Aangeleverde tekst:
══════════════════════════════
ECLI:NL:HR:2025:827

Hoge Raad

Datum uitspraak
13 juni 2025
Publicatiedatum
28 mei 2025
Zaaknummer
24/02379
Instantie
Hoge Raad
Type
Uitspraak
Procedures
  • Cassatie
Vindplaatsen
  • Rechtspraak.nl
AI samenvatting door LexboostAutomatisch gegenereerd

Toepassing van premiekorting bij opvolgende kwalificerende dienstbetrekking en bewijslastverdeling

In deze zaak heeft de Hoge Raad op 13 juni 2025 uitspraak gedaan in een cassatieprocedure die was aangespannen door de Staatssecretaris van Financiën tegen [X] B.V. De zaak betreft de toepassing van premiekorting voor oudere werknemers en arbeidsgehandicapte werknemers, zoals geregeld in de Wet financiering sociale verzekeringen (Wfsv). De belanghebbende, [X] B.V., had premiekorting toegepast voor werknemers die eerder al in dienst waren geweest, maar de Inspecteur was van mening dat de premiekorting niet correct was toegepast omdat de maximale premiekortingsperiode al was verstreken bij eerdere dienstbetrekkingen.

Het Gerechtshof Amsterdam had eerder geoordeeld dat de artikelen 47 en 49 van de Wfsv geen beperking stellen aan het aantal keren dat premiekorting kan worden toegepast voor dezelfde werknemer, mits aan de voorwaarden is voldaan. De Hoge Raad bevestigde dit oordeel en oordeelde dat de bewijslast niet op de belanghebbende rustte, maar op de Inspecteur. De Hoge Raad verklaarde het beroep in cassatie ongegrond en veroordeelde de Staatssecretaris in de proceskosten van de belanghebbende.
══════════════════════════════
Verstrekte gegevens:
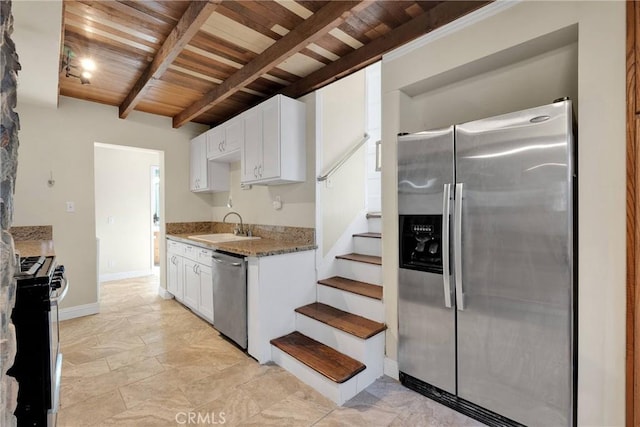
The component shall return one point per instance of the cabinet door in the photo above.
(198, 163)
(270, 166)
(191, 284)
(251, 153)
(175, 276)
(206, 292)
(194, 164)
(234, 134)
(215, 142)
══════════════════════════════
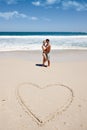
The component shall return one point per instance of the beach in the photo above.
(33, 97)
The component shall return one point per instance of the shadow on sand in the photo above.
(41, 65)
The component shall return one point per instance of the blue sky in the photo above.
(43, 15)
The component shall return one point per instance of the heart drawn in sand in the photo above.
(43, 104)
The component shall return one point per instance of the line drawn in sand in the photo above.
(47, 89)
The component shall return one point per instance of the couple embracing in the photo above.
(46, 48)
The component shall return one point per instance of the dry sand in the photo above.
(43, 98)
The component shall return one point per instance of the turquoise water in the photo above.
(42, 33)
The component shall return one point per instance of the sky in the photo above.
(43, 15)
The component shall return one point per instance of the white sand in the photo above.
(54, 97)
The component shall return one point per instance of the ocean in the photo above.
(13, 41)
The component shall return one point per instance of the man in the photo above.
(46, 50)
══════════════════════════════
Opdrachten:
1. Op wie rust volgens de Hoge Raad de bewijslast, volgens de tekst over de premiekorting?
2. Neem letterlijk over uit de tekst over de premiekorting: alles tussen "Toepassing van premiekorting bij" en "bij eerdere dienstbetrekkingen.", beide inbegrepen.

Antwoorden:
1. Op de Inspecteur, niet op de belanghebbende.

2.
Toepassing van premiekorting bij opvolgende kwalificerende dienstbetrekking en bewijslastverdeling

In deze zaak heeft de Hoge Raad op 13 juni 2025 uitspraak gedaan in een cassatieprocedure die was aangespannen door de Staatssecretaris van Financiën tegen [X] B.V. De zaak betreft de toepassing van premiekorting voor oudere werknemers en arbeidsgehandicapte werknemers, zoals geregeld in de Wet financiering sociale verzekeringen (Wfsv). De belanghebbende, [X] B.V., had premiekorting toegepast voor werknemers die eerder al in dienst waren geweest, maar de Inspecteur was van mening dat de premiekorting niet correct was toegepast omdat de maximale premiekortingsperiode al was verstreken bij eerdere dienstbetrekkingen.